[Tasks to perform]
**1.** Extract the passage from the article on the 3D printers, starting at "BJU ordered the" and ending at "to be printed.".
**2.** Answer these questions from the article on the 3D printers:
(a) In what room and building is the Technology Resource room?
(b) Who donated the third printer, and in what month?
(c) Apart from Technology Resources, which department has a 3D printer for its students?
**3.** Proceed with the article on the 3D printers, picking up after its final sentence.

Have you met Darlene, Felicia and Mr. Fredrickson? Probably not. These are the names of the 3D printers located in the Technology Resource room in 207 of Alumni Building, which is open 8 a.m. to 5 p.m. Monday through Friday.
BJU ordered the first printer in October 2015. The second printer was purchased in February of this year, and BJU Press donated the third one in July. One of the printers can print in two colors while the other two print only one color.
Hannah Deal, Instructional Technology specialist, said the printers provide students with an opportunity to fulfill God’s command to create.
“Anybody can create anything,” Deal said. “It’s a good way for students to use their creativity.”
Students follow three simple steps to make a 3D print. First, visit tinkered.com and design your creation. Second, make a file. Third, download the file and send it to Technology Resources to be printed.
These steps for 3D printing are also listed on the Technology Resources website.
Deal said students can print as many copies of their first design for free. Further downloads cost only a few dollars each.
Past student creations include phone cases, items for school projects and other fun things for themselves.
Deal said the printers can also be used to create visuals to use in the classroom.
“We don’t want it just for people to make ‘toys’,” Deal said. “We want them to use it for educational purposes.”
In addition to the three printers at Technology Resources, the engineering department also has a 3D printer for their students to use.

[Input data]

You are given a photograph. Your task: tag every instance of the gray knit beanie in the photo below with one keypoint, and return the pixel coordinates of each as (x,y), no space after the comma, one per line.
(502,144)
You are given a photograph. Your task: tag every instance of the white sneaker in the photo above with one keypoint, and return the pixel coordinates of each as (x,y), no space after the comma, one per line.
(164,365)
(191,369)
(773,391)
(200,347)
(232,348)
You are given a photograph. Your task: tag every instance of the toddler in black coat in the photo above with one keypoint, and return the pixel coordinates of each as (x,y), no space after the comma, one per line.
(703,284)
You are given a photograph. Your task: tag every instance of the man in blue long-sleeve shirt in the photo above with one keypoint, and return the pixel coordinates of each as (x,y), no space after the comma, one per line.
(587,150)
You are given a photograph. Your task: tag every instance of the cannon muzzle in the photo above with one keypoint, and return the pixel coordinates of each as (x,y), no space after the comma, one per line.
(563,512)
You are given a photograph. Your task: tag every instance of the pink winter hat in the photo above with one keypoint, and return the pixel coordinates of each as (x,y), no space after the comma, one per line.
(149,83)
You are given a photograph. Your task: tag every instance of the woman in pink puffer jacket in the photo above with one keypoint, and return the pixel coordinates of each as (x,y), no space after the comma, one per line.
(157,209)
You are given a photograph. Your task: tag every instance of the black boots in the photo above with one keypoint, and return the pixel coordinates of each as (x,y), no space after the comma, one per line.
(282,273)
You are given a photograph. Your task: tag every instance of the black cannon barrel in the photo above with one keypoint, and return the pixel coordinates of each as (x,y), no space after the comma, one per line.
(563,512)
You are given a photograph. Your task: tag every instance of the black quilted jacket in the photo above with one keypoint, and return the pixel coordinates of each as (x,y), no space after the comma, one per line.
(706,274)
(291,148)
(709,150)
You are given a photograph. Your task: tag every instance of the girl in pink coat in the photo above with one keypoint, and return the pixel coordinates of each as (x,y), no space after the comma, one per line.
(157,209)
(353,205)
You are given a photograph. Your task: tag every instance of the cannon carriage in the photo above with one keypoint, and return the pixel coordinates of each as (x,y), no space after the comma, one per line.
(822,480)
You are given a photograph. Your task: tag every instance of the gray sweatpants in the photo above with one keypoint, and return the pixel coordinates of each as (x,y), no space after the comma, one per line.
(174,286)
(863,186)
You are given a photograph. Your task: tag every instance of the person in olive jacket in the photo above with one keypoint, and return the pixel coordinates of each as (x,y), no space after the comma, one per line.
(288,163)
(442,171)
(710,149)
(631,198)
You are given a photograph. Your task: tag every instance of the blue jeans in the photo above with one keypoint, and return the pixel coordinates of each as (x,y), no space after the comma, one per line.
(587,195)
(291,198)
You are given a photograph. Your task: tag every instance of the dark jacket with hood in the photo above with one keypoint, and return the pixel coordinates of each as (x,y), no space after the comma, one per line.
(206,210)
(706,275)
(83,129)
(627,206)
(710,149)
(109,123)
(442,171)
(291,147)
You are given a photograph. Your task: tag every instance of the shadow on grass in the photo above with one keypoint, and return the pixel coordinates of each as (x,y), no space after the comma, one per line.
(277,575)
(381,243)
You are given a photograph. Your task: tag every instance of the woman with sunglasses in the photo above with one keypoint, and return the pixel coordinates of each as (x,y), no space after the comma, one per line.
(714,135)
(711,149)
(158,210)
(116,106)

[Results]
**1.**
BJU ordered the first printer in October 2015. The second printer was purchased in February of this year, and BJU Press donated the third one in July. One of the printers can print in two colors while the other two print only one color.
Hannah Deal, Instructional Technology specialist, said the printers provide students with an opportunity to fulfill God’s command to create.
“Anybody can create anything,” Deal said. “It’s a good way for students to use their creativity.”
Students follow three simple steps to make a 3D print. First, visit tinkered.com and design your creation. Second, make a file. Third, download the file and send it to Technology Resources to be printed.

**2.**
(a) Room 207 of Alumni Building
(b) BJU Press, in July
(c) The engineering department

**3.**
Sophomore engineering major Lauren Elizabeth Franklin has used the engineering printer to make a spinning top for a Calculus II project.
Franklin said she and another student used various mathematical techniques to make the curves for the top.
Because the printer cannot print overhangs, Franklin had to make two separate pieces for the top, she said.
Nursing and biology students can use the printers to make anatomical 3D prints.
A senior biology major, Deanna Fry, said that 3D printers are now being used to create prosthetics for adults and children.
“You’re able to get a decent prosthetic that works well without having to spend thousands and thousands of dollars,” Fry said.
Fry said her favorite biological use of the 3D printers is cell printing. 3D-printed cells function as regular cells, providing an ethical way to perform toxicology tests.
Fry said the ultimate goal is to print whole organs; however, printing organs is a complicated process that is currently being developed.